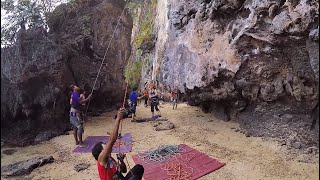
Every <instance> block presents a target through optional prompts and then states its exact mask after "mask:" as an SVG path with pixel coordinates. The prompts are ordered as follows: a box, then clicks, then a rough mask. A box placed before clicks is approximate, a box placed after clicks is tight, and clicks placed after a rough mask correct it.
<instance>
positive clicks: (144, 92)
mask: <svg viewBox="0 0 320 180" xmlns="http://www.w3.org/2000/svg"><path fill="white" fill-rule="evenodd" d="M143 97H144V106H145V107H147V106H148V100H149V91H148V88H144V91H143Z"/></svg>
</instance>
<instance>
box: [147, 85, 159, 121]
mask: <svg viewBox="0 0 320 180" xmlns="http://www.w3.org/2000/svg"><path fill="white" fill-rule="evenodd" d="M149 98H150V101H151V113H152V118H155V116H154V109H156V111H157V112H158V116H159V117H161V114H160V110H159V108H158V103H159V97H158V92H157V90H156V87H155V86H153V87H152V88H151V89H150V92H149Z"/></svg>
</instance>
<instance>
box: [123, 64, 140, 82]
mask: <svg viewBox="0 0 320 180" xmlns="http://www.w3.org/2000/svg"><path fill="white" fill-rule="evenodd" d="M141 70H142V61H141V60H139V61H135V62H133V63H128V64H127V66H126V67H125V70H124V76H125V78H126V81H127V82H128V84H129V86H130V87H134V86H137V85H139V83H140V80H141Z"/></svg>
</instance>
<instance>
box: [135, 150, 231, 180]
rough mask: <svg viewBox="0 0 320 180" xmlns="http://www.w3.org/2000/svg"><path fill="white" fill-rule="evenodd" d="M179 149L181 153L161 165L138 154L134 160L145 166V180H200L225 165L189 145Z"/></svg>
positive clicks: (171, 158)
mask: <svg viewBox="0 0 320 180" xmlns="http://www.w3.org/2000/svg"><path fill="white" fill-rule="evenodd" d="M179 148H181V153H179V154H177V155H175V156H173V157H170V158H168V159H167V160H165V161H163V162H159V163H157V162H152V161H149V160H148V159H142V158H140V157H139V155H138V154H137V155H134V156H132V158H133V161H134V162H135V163H136V164H141V165H143V167H144V175H143V177H144V179H145V180H154V179H157V180H164V179H190V180H191V179H198V178H200V177H202V176H204V175H207V174H209V173H211V172H213V171H215V170H217V169H219V168H221V167H222V166H224V165H225V163H221V162H219V161H217V160H216V159H213V158H210V157H209V156H207V155H205V154H203V153H201V152H199V151H197V150H195V149H193V148H191V147H189V146H188V145H185V144H180V145H179Z"/></svg>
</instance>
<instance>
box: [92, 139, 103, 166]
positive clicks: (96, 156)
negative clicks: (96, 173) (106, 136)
mask: <svg viewBox="0 0 320 180" xmlns="http://www.w3.org/2000/svg"><path fill="white" fill-rule="evenodd" d="M102 144H103V143H102V142H98V143H97V144H96V145H95V146H94V148H92V155H93V157H94V158H95V159H96V160H97V161H98V157H99V155H100V153H101V151H102V149H103V147H102Z"/></svg>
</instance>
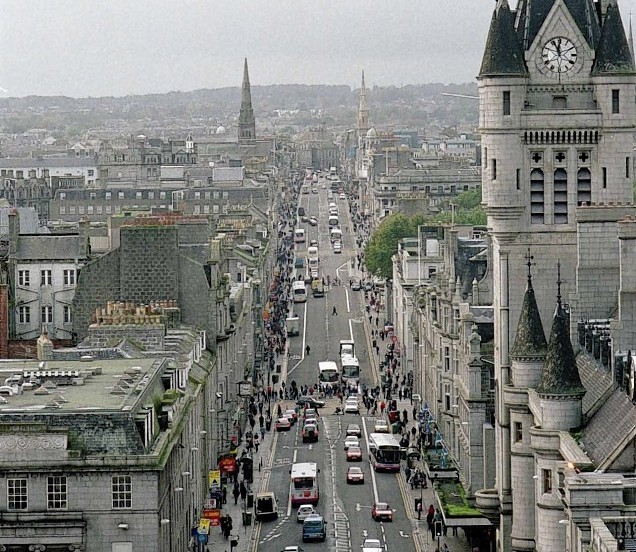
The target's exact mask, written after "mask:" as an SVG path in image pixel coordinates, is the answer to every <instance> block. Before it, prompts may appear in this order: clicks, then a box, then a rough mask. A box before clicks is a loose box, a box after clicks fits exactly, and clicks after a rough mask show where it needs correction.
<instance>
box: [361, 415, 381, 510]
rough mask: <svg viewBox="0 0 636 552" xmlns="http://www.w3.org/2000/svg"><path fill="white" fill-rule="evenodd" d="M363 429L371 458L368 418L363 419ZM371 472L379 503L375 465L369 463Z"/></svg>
mask: <svg viewBox="0 0 636 552" xmlns="http://www.w3.org/2000/svg"><path fill="white" fill-rule="evenodd" d="M362 429H363V430H364V440H365V441H366V443H367V453H368V454H369V456H371V449H370V448H369V434H368V433H367V421H366V418H364V417H362ZM369 467H370V470H369V471H370V472H371V483H372V484H373V499H374V501H375V502H379V499H378V484H377V482H376V480H375V470H374V469H373V464H372V463H371V462H369Z"/></svg>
- - - -
# TASK BRIEF
An exact copy of the records is required. Pictures do not belong in it.

# YOUR SOLUTION
Every <instance> block presents a target through optional prompts and then states its exact mask after "mask:" as an SVG path with pixel coordinates. The prompts are ordered as follows: a box, then clicks, then a rough mask. A box placed before clicks is approximate, a box placed after clicks is tight, and clicks placed after a rough mask correct it.
<instance>
positive clicks: (144, 92)
mask: <svg viewBox="0 0 320 180" xmlns="http://www.w3.org/2000/svg"><path fill="white" fill-rule="evenodd" d="M143 97H144V106H145V107H147V106H148V100H149V91H148V88H144V91H143Z"/></svg>
</instance>
<instance>
box: [147, 85, 159, 121]
mask: <svg viewBox="0 0 320 180" xmlns="http://www.w3.org/2000/svg"><path fill="white" fill-rule="evenodd" d="M149 98H150V101H151V113H152V118H155V116H154V109H156V111H157V112H158V116H159V117H161V114H160V110H159V108H158V103H159V97H158V92H157V90H156V87H155V86H153V87H152V88H151V89H150V92H149Z"/></svg>
</instance>
<instance>
box: [123, 64, 140, 82]
mask: <svg viewBox="0 0 320 180" xmlns="http://www.w3.org/2000/svg"><path fill="white" fill-rule="evenodd" d="M141 70H142V61H141V60H139V61H135V62H133V63H128V64H127V66H126V67H125V70H124V76H125V78H126V81H127V82H128V84H129V86H130V87H134V86H137V85H139V83H140V80H141Z"/></svg>
</instance>
<instance>
box: [135, 150, 231, 180]
rough mask: <svg viewBox="0 0 320 180" xmlns="http://www.w3.org/2000/svg"><path fill="white" fill-rule="evenodd" d="M179 149L181 153L161 165L138 154L134 160L145 166V180H200L225 165L189 145Z"/></svg>
positive clicks: (171, 158)
mask: <svg viewBox="0 0 320 180" xmlns="http://www.w3.org/2000/svg"><path fill="white" fill-rule="evenodd" d="M179 148H181V153H179V154H177V155H175V156H173V157H170V158H168V159H167V160H165V161H163V162H159V163H157V162H152V161H149V160H148V159H142V158H140V157H139V155H138V154H137V155H134V156H132V158H133V161H134V162H135V163H136V164H141V165H143V167H144V175H143V177H144V179H145V180H154V179H157V180H164V179H190V180H191V179H198V178H200V177H202V176H204V175H207V174H209V173H211V172H213V171H215V170H217V169H219V168H221V167H222V166H224V165H225V163H221V162H219V161H217V160H216V159H213V158H210V157H209V156H207V155H205V154H203V153H201V152H199V151H197V150H195V149H193V148H191V147H189V146H188V145H185V144H180V145H179Z"/></svg>
</instance>
<instance>
box: [92, 139, 103, 166]
positive clicks: (96, 156)
negative clicks: (96, 173) (106, 136)
mask: <svg viewBox="0 0 320 180" xmlns="http://www.w3.org/2000/svg"><path fill="white" fill-rule="evenodd" d="M102 144H103V143H102V142H98V143H97V144H96V145H95V146H94V148H92V155H93V157H94V158H95V159H96V160H97V161H98V157H99V155H100V153H101V151H102V149H103V147H102Z"/></svg>
</instance>
The target's exact mask, written after "mask:" as an SVG path in image pixel coordinates, is the answer to every <instance> block. Before it, prompts may appear in this order: clicks, then a box, then a rough mask. A box before clicks is a loose box, a box after clicks fits exactly, and clicks after a rough mask show where it needs correction.
<instance>
box: [361, 415, 381, 510]
rough mask: <svg viewBox="0 0 636 552" xmlns="http://www.w3.org/2000/svg"><path fill="white" fill-rule="evenodd" d="M363 429L371 458L368 418L363 419ZM371 472L379 503L375 465L369 463Z"/></svg>
mask: <svg viewBox="0 0 636 552" xmlns="http://www.w3.org/2000/svg"><path fill="white" fill-rule="evenodd" d="M362 429H363V430H364V440H365V441H366V443H367V453H368V454H369V456H371V449H370V448H369V434H368V433H367V421H366V418H364V417H362ZM369 467H370V470H369V471H370V472H371V483H372V484H373V499H374V501H375V502H379V499H378V484H377V482H376V480H375V470H374V469H373V464H372V463H371V462H369Z"/></svg>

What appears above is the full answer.